* _Task prompt_
Copy the lines of the data below word for word, starting at the line containing "the tree shadow" and ending at the line containing "x=134, y=117", with both of those lines included.

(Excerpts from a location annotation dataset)
• • •
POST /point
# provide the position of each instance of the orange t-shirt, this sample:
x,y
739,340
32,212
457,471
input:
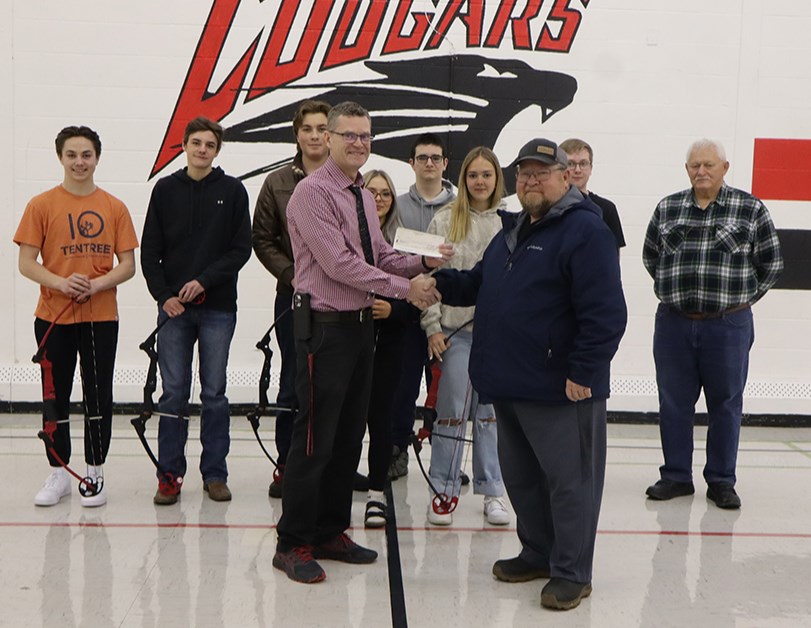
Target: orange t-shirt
x,y
77,234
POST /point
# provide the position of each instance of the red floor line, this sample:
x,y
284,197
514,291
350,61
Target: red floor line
x,y
259,526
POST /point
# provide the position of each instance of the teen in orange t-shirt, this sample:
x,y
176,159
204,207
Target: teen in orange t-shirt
x,y
68,239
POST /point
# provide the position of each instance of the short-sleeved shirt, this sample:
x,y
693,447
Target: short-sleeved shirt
x,y
77,234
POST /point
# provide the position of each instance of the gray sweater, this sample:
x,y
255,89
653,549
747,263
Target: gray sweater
x,y
416,213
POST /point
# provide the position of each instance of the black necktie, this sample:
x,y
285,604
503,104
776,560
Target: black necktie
x,y
363,227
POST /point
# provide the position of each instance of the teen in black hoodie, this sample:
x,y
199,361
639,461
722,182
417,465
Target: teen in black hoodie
x,y
197,235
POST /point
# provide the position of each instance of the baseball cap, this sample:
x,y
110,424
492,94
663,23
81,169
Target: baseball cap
x,y
542,150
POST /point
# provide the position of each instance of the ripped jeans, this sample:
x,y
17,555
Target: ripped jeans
x,y
458,404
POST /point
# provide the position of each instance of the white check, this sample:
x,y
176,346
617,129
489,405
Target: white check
x,y
411,241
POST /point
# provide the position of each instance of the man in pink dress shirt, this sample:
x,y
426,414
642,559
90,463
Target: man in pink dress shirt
x,y
341,262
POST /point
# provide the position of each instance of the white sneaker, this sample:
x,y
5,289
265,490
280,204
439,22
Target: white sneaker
x,y
496,511
55,488
375,516
437,518
100,498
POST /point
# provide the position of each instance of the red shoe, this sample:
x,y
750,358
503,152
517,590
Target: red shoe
x,y
299,565
345,550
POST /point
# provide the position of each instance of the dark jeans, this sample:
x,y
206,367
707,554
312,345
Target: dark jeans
x,y
287,377
387,366
317,498
690,355
95,344
553,464
212,331
412,366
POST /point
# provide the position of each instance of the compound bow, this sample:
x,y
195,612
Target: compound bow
x,y
441,502
88,486
265,408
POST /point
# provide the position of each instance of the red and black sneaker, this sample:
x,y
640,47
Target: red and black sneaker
x,y
299,565
345,550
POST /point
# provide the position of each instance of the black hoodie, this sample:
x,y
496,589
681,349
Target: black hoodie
x,y
196,230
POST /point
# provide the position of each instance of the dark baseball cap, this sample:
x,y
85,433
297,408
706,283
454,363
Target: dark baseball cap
x,y
544,151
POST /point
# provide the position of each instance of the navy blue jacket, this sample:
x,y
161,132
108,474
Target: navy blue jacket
x,y
548,308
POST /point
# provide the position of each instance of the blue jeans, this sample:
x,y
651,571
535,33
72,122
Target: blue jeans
x,y
458,403
212,330
690,355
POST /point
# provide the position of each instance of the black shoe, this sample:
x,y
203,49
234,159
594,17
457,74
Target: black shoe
x,y
723,495
666,489
361,482
375,516
299,565
563,595
517,570
399,463
345,550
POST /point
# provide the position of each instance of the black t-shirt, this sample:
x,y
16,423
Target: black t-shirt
x,y
610,216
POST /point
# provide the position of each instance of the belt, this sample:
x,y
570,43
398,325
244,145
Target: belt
x,y
705,316
350,316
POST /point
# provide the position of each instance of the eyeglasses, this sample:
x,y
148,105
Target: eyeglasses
x,y
384,194
351,138
423,159
539,175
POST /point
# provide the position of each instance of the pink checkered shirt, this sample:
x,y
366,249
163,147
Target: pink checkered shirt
x,y
329,263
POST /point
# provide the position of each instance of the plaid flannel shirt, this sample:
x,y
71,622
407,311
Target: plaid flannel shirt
x,y
709,260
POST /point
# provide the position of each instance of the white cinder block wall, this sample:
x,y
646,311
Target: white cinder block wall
x,y
652,77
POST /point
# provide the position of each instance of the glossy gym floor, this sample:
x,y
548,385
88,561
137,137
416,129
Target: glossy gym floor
x,y
200,563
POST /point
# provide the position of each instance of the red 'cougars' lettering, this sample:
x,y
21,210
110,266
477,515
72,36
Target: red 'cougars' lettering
x,y
396,41
408,32
571,22
339,51
473,21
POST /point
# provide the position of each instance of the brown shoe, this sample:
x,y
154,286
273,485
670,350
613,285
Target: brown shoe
x,y
164,498
217,491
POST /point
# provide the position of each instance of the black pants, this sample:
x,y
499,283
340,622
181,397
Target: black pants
x,y
387,366
317,497
95,344
552,460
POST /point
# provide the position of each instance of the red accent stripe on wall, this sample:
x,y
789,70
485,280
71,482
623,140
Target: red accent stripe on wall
x,y
782,170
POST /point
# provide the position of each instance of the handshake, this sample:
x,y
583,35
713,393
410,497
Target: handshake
x,y
423,292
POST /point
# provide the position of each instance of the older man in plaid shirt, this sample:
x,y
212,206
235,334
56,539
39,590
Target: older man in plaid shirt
x,y
712,251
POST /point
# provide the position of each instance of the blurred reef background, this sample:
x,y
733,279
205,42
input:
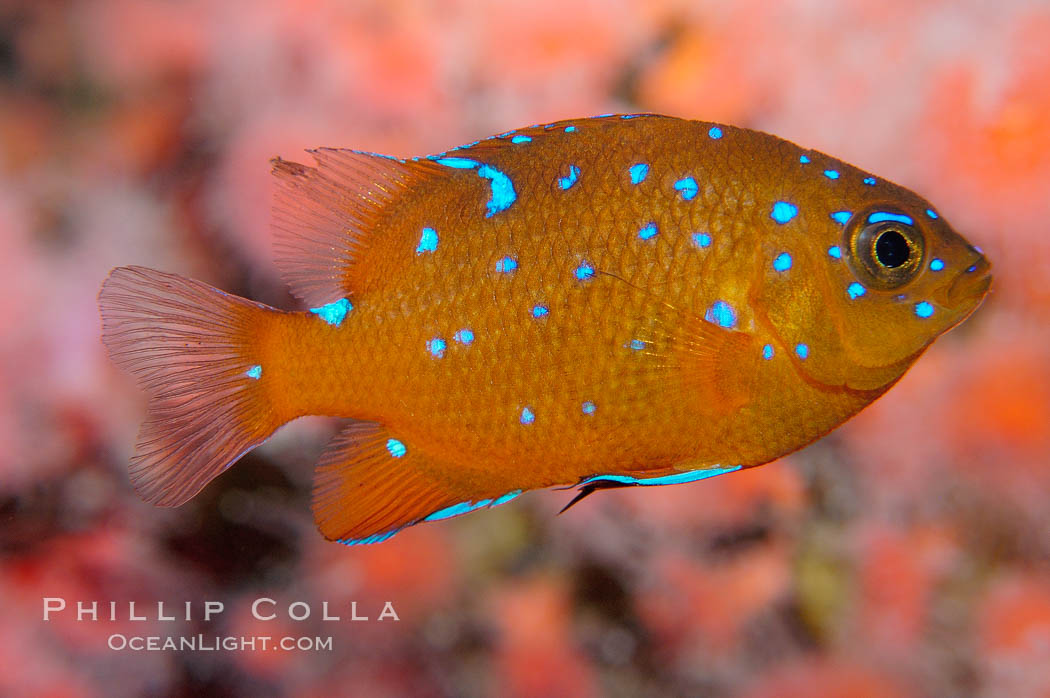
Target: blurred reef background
x,y
906,554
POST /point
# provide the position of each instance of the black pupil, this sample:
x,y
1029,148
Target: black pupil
x,y
891,250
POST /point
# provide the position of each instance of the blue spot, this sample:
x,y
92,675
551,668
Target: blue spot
x,y
687,187
506,498
676,479
333,313
721,313
503,189
648,231
436,346
458,163
427,241
896,217
570,178
376,537
782,212
396,448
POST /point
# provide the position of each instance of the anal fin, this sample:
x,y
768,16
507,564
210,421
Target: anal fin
x,y
369,485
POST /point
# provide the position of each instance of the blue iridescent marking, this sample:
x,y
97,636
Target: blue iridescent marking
x,y
436,346
396,448
458,163
375,537
333,313
720,313
570,178
924,310
676,479
885,215
427,241
782,212
701,239
687,187
506,498
503,189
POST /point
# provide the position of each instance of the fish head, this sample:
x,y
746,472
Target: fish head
x,y
890,275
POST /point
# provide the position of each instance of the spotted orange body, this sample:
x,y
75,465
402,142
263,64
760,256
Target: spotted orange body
x,y
609,301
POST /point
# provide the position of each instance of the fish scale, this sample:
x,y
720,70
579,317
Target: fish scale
x,y
602,302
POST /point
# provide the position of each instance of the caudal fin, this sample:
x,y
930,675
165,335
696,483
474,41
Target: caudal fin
x,y
194,351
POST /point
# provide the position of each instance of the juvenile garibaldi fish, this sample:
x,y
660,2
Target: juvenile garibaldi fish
x,y
599,302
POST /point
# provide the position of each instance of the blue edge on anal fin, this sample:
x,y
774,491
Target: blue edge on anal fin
x,y
467,507
447,512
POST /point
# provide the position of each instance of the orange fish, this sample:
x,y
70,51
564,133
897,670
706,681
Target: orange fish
x,y
600,302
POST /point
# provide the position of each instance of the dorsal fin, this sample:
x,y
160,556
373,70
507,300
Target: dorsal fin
x,y
323,215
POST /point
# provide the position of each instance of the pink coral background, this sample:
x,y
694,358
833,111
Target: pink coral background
x,y
906,554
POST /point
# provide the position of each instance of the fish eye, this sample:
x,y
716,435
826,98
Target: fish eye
x,y
886,249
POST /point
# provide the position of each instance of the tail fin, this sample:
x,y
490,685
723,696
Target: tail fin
x,y
193,350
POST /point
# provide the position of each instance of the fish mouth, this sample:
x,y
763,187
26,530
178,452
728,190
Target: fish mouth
x,y
970,286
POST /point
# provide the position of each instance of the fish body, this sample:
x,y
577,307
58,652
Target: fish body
x,y
608,301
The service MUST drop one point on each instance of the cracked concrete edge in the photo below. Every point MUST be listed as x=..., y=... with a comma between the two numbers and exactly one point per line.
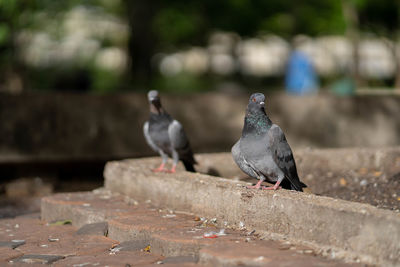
x=353, y=229
x=52, y=211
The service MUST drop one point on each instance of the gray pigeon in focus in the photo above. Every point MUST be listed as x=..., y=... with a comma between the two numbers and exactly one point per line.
x=166, y=136
x=262, y=151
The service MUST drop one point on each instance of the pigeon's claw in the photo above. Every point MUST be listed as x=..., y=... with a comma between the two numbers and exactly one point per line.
x=257, y=186
x=160, y=169
x=271, y=187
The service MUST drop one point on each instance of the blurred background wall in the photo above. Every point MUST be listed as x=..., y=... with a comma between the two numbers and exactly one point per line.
x=74, y=75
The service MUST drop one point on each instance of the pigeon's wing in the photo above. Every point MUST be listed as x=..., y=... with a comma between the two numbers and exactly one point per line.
x=241, y=161
x=148, y=138
x=283, y=156
x=180, y=142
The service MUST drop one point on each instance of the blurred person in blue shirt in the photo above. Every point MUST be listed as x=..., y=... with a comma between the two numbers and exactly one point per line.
x=301, y=78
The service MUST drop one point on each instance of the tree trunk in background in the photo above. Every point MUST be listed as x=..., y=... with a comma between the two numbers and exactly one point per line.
x=142, y=41
x=352, y=32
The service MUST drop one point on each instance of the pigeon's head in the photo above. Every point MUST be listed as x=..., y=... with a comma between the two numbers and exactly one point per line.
x=153, y=96
x=257, y=99
x=256, y=103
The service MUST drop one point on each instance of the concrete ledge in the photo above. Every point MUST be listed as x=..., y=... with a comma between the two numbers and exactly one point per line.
x=351, y=229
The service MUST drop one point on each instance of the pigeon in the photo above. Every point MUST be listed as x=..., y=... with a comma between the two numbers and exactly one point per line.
x=167, y=137
x=262, y=151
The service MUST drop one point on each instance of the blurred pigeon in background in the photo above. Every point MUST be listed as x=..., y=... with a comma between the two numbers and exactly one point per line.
x=263, y=152
x=166, y=136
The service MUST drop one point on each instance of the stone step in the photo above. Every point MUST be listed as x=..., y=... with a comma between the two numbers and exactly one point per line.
x=349, y=230
x=179, y=238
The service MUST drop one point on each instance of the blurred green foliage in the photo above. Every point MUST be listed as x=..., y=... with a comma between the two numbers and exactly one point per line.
x=173, y=24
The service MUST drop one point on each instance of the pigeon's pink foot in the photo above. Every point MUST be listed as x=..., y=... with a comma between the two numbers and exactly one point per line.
x=271, y=187
x=159, y=169
x=257, y=186
x=172, y=170
x=275, y=187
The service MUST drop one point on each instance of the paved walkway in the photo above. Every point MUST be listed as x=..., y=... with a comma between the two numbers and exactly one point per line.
x=116, y=231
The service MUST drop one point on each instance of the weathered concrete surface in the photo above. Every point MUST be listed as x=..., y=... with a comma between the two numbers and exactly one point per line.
x=172, y=238
x=308, y=161
x=67, y=125
x=349, y=229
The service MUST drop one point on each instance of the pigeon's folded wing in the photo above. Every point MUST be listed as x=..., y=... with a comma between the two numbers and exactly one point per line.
x=283, y=156
x=177, y=135
x=148, y=138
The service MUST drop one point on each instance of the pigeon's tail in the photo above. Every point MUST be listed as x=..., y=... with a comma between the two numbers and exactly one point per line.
x=297, y=185
x=188, y=166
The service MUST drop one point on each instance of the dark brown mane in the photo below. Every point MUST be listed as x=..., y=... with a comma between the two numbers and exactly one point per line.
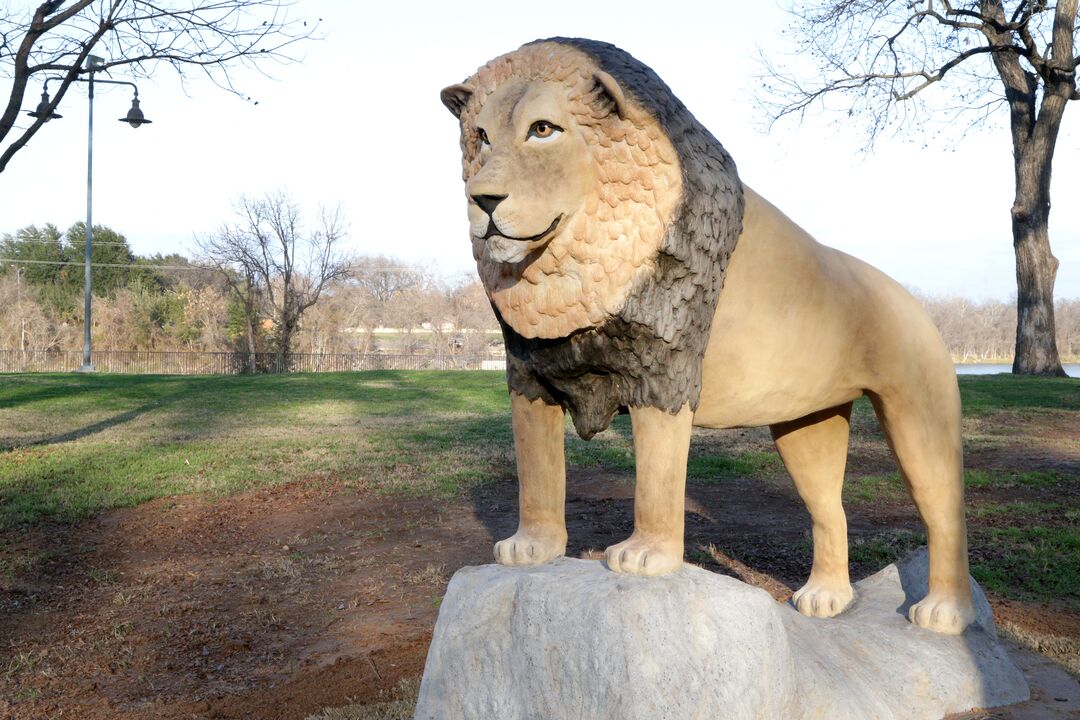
x=650, y=353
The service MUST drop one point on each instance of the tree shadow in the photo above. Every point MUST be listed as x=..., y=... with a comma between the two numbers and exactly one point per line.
x=92, y=429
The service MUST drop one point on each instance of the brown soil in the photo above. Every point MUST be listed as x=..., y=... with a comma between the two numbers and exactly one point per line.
x=281, y=602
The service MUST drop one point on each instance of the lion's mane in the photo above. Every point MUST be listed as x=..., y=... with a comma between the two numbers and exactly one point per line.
x=632, y=290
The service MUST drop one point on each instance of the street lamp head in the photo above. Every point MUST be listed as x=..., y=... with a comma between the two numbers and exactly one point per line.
x=42, y=109
x=134, y=117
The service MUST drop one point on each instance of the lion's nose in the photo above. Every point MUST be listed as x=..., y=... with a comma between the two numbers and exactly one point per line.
x=488, y=203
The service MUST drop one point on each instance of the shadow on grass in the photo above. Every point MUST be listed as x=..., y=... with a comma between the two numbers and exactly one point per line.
x=93, y=429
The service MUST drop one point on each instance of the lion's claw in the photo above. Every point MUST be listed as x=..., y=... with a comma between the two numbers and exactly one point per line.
x=942, y=613
x=823, y=600
x=640, y=556
x=526, y=547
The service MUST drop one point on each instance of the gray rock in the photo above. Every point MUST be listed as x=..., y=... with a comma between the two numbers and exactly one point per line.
x=574, y=640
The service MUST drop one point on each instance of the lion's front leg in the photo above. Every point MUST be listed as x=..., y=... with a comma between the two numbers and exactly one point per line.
x=541, y=477
x=661, y=444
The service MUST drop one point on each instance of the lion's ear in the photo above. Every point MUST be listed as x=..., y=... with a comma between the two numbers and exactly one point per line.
x=610, y=87
x=455, y=98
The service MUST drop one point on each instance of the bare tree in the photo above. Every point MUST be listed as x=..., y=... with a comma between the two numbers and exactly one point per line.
x=210, y=36
x=269, y=258
x=882, y=56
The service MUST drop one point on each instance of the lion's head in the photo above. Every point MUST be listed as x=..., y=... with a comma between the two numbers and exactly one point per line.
x=570, y=184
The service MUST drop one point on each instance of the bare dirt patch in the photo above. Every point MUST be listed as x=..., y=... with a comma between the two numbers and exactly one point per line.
x=281, y=602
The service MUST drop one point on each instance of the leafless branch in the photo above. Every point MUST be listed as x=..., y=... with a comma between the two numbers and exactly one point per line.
x=213, y=37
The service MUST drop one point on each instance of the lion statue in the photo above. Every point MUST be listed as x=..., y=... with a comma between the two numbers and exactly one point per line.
x=632, y=271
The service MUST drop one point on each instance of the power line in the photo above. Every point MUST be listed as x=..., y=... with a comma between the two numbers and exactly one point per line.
x=19, y=241
x=80, y=263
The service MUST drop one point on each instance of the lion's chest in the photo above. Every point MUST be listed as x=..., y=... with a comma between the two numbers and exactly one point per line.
x=596, y=372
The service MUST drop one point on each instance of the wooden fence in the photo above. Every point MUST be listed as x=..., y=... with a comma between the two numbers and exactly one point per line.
x=137, y=362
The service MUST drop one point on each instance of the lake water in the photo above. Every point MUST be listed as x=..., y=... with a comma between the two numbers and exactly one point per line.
x=986, y=368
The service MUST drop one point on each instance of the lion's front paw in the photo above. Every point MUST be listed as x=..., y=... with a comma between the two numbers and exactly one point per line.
x=529, y=547
x=943, y=613
x=819, y=599
x=645, y=556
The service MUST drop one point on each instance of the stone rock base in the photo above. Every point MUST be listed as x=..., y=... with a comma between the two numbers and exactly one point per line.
x=572, y=640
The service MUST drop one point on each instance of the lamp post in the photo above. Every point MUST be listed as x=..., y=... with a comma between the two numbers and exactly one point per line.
x=135, y=119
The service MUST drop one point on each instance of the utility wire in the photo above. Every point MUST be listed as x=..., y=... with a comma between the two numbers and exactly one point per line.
x=80, y=263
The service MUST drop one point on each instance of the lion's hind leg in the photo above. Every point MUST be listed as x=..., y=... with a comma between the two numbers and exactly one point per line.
x=923, y=431
x=814, y=450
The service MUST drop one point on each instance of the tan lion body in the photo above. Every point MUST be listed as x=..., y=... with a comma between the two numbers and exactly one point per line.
x=798, y=331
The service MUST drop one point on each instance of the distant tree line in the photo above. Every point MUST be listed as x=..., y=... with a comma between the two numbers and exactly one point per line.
x=983, y=331
x=213, y=303
x=254, y=276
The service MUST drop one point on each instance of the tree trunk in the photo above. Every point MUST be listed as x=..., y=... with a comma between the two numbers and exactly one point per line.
x=1036, y=352
x=1036, y=270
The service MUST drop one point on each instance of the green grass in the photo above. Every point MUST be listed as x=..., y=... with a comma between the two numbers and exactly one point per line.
x=75, y=445
x=988, y=393
x=1028, y=562
x=71, y=446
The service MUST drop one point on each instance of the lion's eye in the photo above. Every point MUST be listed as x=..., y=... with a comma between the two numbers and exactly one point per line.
x=543, y=130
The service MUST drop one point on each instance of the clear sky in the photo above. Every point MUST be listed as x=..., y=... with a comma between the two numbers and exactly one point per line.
x=359, y=123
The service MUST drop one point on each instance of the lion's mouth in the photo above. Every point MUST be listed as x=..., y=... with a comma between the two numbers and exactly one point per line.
x=493, y=230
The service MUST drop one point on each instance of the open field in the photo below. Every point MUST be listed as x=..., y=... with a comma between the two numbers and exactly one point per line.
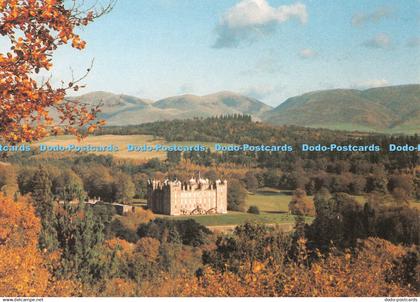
x=269, y=200
x=235, y=218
• • •
* _Exercise solution_
The service MUST drop one point on each instance of the tree shadow in the photo above. Every point MUST be listed as x=..., y=... with a comma between the two numbers and exactly one point per line.
x=92, y=429
The service MUST drop one point on each instance of the brown soil in the photo above. Every point MUST be listed as x=..., y=... with a comma between the two numbers and exactly one point per line.
x=281, y=602
The service MUST drop one point on each instance of the lion's mane in the photo above. Every point MUST be listed as x=..., y=... with a comma between the two numbers and exactly one point per line.
x=632, y=290
The service MUST drop one point on each instance of the street lamp head in the photo above. Every point MUST be listed as x=..., y=... with a comma between the two numbers and exactly one point per line.
x=42, y=109
x=134, y=117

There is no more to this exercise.